> _LEESTEKST_:

Hoe werd Maria Magdalena trouwens tot "zondares"?

- Antifeminisme?

Als we over de bijbelse Maria Magdalena horen spreken, dan vereenzelvigen wij haar inderdaad meestal met de zondares die Jezus’ voeten wast en aan wie veel vergeven wordt omdat ze veel heeft liefgehad. Zo wordt ze algemeen beschouwd, hoewel de Kerk dat officieel heeft tegengesproken. Dit bleef echter vrij onopgemerkt. Wat is er aan de hand?Je vindt in de literatuur mensen die er vrij sterk de nadruk willen op leggen dat in de kerk van de 3de en 4de eeuw tegenstand kwam tegen de wat te leidende rol van vrouwen in de kerk. Wat was er meer aangewezen dan Maria Magdalena (de leidster van de vrouwengroep rond  Jezus, die bij Jezus’ kruis aanwezig was en de eerste aan wie Jezus’ verscheen en die aan de apostelen moest gaan melden wat hun te doen stond) in een minder mooi daglicht te stellen en zo dat christelijke feminisme-avant-la-lettre wat in de perken.  Men ging dus de figuur van Maria Magdalena vereenzelvigen met de zondares, wier tranen Jezus’ voeten bevochtigen die ze met haar haren afdroogt en ze zalft met kostbare nardusbalsem (hier lopen waarschijnlijk reeds verscheidene verhalen door elkaar want ook Maria, de zus van Lazarus zien we die dienst bewijzen). Men schrijft dus een soort binnenkerkelijke politiek toe aan die vermenging van verhalen waardoor Maria Magdalena als een slechte vrouw wordt voorgesteld en met haar, die zo hoog in aanzien stond als vrouw, krijgt heel de groep vooraanstaande vrouwen in de Kerk een veeg uit de pan. “Ze zouden beter op hun plaats blijven en de mannen het hoge woord laten voeren: de apostelen mogen dan wel eenvoudige mensen geweest zijn, maar zo zondig als Maria Magdalena, nee, dat waren ze toch helemaal niet! Mannenpraat.- Paus Gegorius?

> _GEGEVENS_:
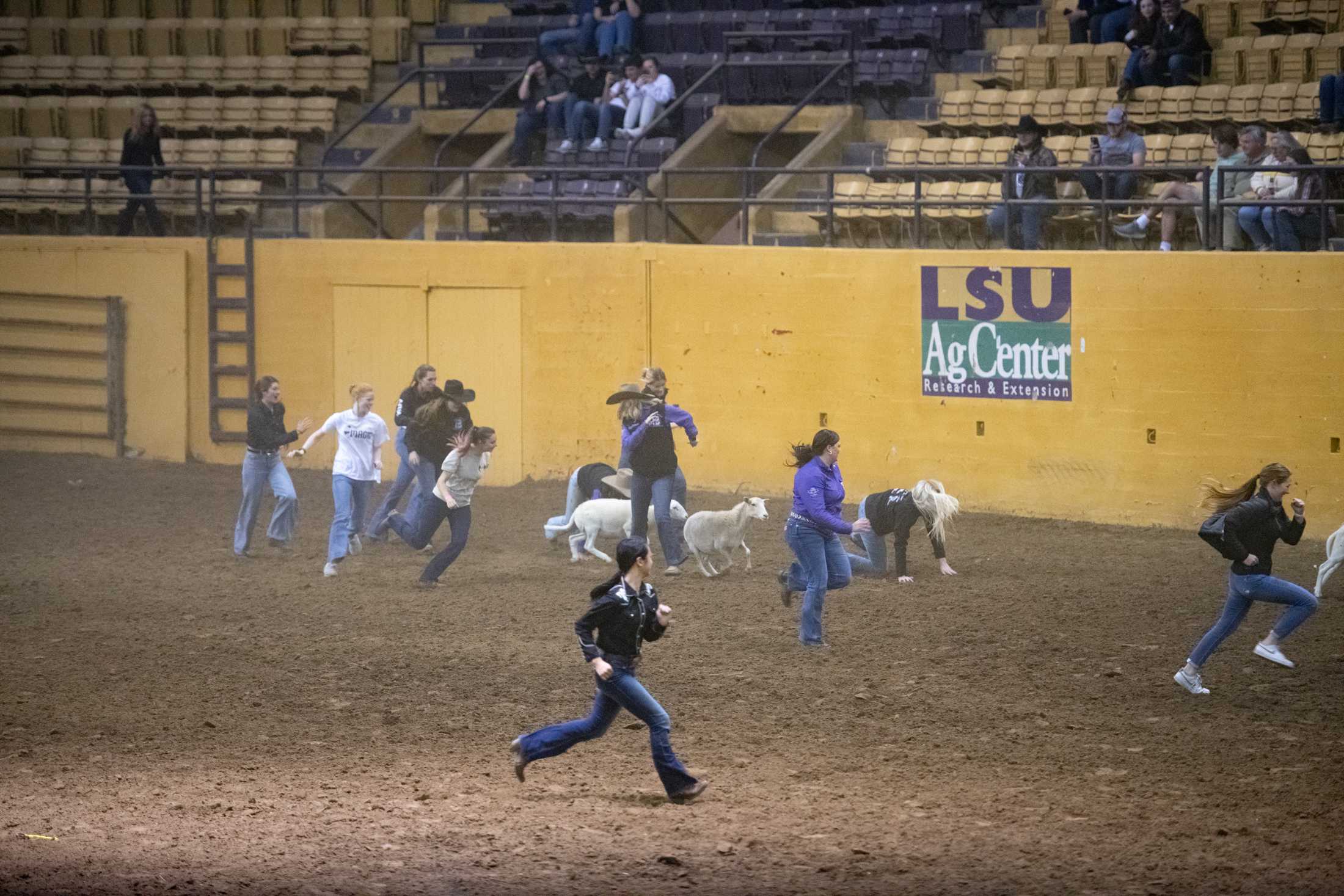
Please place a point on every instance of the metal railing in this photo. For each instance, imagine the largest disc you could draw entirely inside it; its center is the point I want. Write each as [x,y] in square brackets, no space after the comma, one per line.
[206,199]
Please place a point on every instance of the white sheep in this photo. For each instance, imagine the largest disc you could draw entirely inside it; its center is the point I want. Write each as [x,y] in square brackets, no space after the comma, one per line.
[722,533]
[1334,559]
[605,516]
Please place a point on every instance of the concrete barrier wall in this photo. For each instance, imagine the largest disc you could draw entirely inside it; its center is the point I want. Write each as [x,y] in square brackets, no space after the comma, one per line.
[1148,371]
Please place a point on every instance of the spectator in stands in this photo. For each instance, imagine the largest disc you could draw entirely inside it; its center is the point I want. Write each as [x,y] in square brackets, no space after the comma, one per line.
[1229,153]
[1258,220]
[579,38]
[1332,104]
[582,112]
[616,27]
[1119,147]
[140,148]
[1178,50]
[1300,224]
[652,93]
[615,101]
[1030,152]
[1143,26]
[542,93]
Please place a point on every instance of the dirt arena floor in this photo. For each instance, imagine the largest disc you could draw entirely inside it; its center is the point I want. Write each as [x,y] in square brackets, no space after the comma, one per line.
[187,723]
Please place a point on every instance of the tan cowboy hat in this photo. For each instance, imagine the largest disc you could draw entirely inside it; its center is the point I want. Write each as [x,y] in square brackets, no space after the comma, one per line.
[621,481]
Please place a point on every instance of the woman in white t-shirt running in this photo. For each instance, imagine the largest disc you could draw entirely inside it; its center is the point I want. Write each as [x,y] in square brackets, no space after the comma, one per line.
[359,462]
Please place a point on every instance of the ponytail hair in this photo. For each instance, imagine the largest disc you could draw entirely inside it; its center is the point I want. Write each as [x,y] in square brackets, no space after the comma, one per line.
[1219,499]
[936,507]
[820,442]
[261,386]
[420,374]
[627,553]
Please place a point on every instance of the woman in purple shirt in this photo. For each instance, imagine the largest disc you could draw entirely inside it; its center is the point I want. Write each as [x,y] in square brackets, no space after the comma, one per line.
[812,533]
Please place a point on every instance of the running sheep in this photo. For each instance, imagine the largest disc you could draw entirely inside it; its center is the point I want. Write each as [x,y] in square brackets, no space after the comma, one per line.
[721,533]
[605,516]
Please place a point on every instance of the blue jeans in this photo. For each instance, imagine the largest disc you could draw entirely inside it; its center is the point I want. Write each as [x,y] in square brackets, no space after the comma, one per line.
[1258,224]
[623,691]
[582,120]
[261,470]
[822,566]
[418,535]
[1332,98]
[1019,220]
[875,546]
[1241,591]
[572,500]
[659,492]
[581,38]
[615,32]
[406,475]
[351,497]
[1291,230]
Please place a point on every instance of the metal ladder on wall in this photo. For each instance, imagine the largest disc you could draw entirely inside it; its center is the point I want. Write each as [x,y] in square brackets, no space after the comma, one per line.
[225,309]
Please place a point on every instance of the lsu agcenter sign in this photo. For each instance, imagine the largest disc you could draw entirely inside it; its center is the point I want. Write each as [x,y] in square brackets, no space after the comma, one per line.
[996,332]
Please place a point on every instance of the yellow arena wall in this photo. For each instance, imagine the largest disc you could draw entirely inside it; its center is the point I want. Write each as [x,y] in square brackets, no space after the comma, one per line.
[1174,367]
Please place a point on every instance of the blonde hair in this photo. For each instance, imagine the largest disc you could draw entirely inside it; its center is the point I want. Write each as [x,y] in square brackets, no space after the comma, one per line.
[936,507]
[1219,499]
[629,409]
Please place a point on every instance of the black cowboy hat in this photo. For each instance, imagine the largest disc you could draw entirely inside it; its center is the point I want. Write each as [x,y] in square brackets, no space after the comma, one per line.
[455,390]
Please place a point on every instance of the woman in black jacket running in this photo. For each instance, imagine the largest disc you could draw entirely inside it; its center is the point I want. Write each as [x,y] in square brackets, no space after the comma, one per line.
[626,613]
[1254,522]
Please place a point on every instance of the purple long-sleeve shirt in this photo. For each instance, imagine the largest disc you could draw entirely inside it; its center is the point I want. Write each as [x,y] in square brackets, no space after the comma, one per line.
[671,414]
[819,495]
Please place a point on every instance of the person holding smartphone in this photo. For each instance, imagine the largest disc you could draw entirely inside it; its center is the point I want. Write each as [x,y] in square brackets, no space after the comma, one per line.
[1020,226]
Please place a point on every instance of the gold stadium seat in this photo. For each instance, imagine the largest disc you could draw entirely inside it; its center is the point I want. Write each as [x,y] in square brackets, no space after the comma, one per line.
[1050,106]
[955,108]
[987,109]
[202,37]
[935,151]
[1230,61]
[273,39]
[1295,59]
[1105,64]
[902,152]
[1011,65]
[86,117]
[163,38]
[45,117]
[1040,66]
[1072,66]
[1210,104]
[239,37]
[1279,103]
[1244,104]
[277,152]
[1062,147]
[392,39]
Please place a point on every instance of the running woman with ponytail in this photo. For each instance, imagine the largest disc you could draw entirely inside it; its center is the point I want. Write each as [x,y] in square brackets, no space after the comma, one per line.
[263,467]
[626,613]
[422,388]
[359,462]
[893,512]
[1254,522]
[811,533]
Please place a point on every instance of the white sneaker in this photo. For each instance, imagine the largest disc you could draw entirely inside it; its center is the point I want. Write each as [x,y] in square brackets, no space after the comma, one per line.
[1273,655]
[1195,684]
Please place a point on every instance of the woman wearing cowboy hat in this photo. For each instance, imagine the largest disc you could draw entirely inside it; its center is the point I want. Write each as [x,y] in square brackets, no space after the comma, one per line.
[588,483]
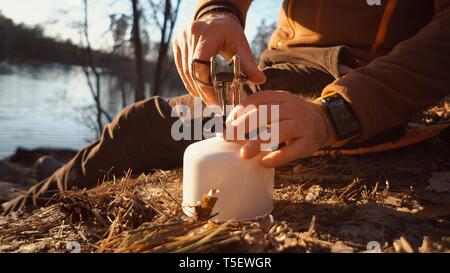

> _OPGAVEN_:
• a. Beantwoord over de tekst over Maria Magdalena de volgende vragen:
(i) Met welke vrouw wordt Maria Magdalena volgens de tekst meestal vereenzelvigd?
(ii) In welke eeuwen kwam er volgens sommige auteurs in de kerk tegenstand tegen de leidende rol van vrouwen?
(iii) Welke andere vrouw zien we volgens de tekst ook Jezus' voeten zalven?
• b. Ga verder met de tekst over Maria Magdalena, te beginnen direct na de laatste zin.
Voor het werk hier zijn de gegevens niet nodig.

> _DE ANTWOORDEN_:
• a.
(i) Met de zondares die Jezus' voeten wast en aan wie veel vergeven wordt omdat ze veel heeft liefgehad.
(ii) In de 3de en 4de eeuw.
(iii) Maria, de zus van Lazarus.

• b.
Ik durf niet beweren dat heel die kwestie zo scherp gesteld werd toendertijd, en dat men enkel omwille van die antifeministische strekking zelfs de Montanisten (en Valentinianen) ging bestrijden (omdat daar wél de vrouwen in de leiding bleven), feit is dat die nadruk op het zondige verleden van Maria Magdalena door enkele schrijvers toegeschreven wordt paus Gregorius de Grote (540-604 n.Ch.) in zijn moraalpredikatie.  In hoever nu juist hij dat in de kerk heeft binnengebracht is wellicht wat ver gezocht, maar hij heeft als paus natuurlijk wel zowat de officiële visie van de kerk gegeven.  

- Onduidelijkheid in het Lucasevangelie?

Die visie op Maria Magdalena viel niet uit de lucht. Eigenlijk geeft het (Lucas-)evangelie daar – bij minder aandachtige lezing – zelfs aanleiding toe. In Lucas 8,1-3 wordt over Maria, de Magdaleense, gezegd dat uit haar 7 duivels waren uitgedreven. Dat kan tellen! Maar in die bewuste 4de eeuw is is men Maria Magdalena gaan identificeren met de vrouw die in het Lucasevangelie juist daarvóór opteedt in het huis van Simon de farizeeër : Deze vrouw die een zondares was, wast Jezus de voeten … En vlak daarop spreekt lucas over die vrouwen die bevrijd waren van boze geesten en met name Maria Magdalena uit wie 7 duivels waren uitgegaan. In ieder geval betekende dat laatste voor de mensen uit de eerste eeuw vermoedelijk alleen dat ze van een heel zware ziekte verlost was. Een oppervlakkige lezing van het evangelie kan ons nogal parten spelen als we zo ongeveer alle Maria’s en alle zondaressen en vrloste vrouwen als één en dezelfde vrouw gaan zien, Maria Magdalena: de zalving van Jezus door Maria van Bethanië, de zalving van Jezus’ voeten door de zondares in het huis van Simon de Farizeeër, de bevrijding van Maria Magdalena van 7 duivels. Op dat moment krijgt Maria Magdalena inderdaad het uitzicht van een gewezen gevallen vrouw die voor de rest van haar leven boete wil doen. Dit doet haar echter in ernstige mate tekort.

   NAAR INHOUD     NAAR TOP    

Wie was ze dan wél?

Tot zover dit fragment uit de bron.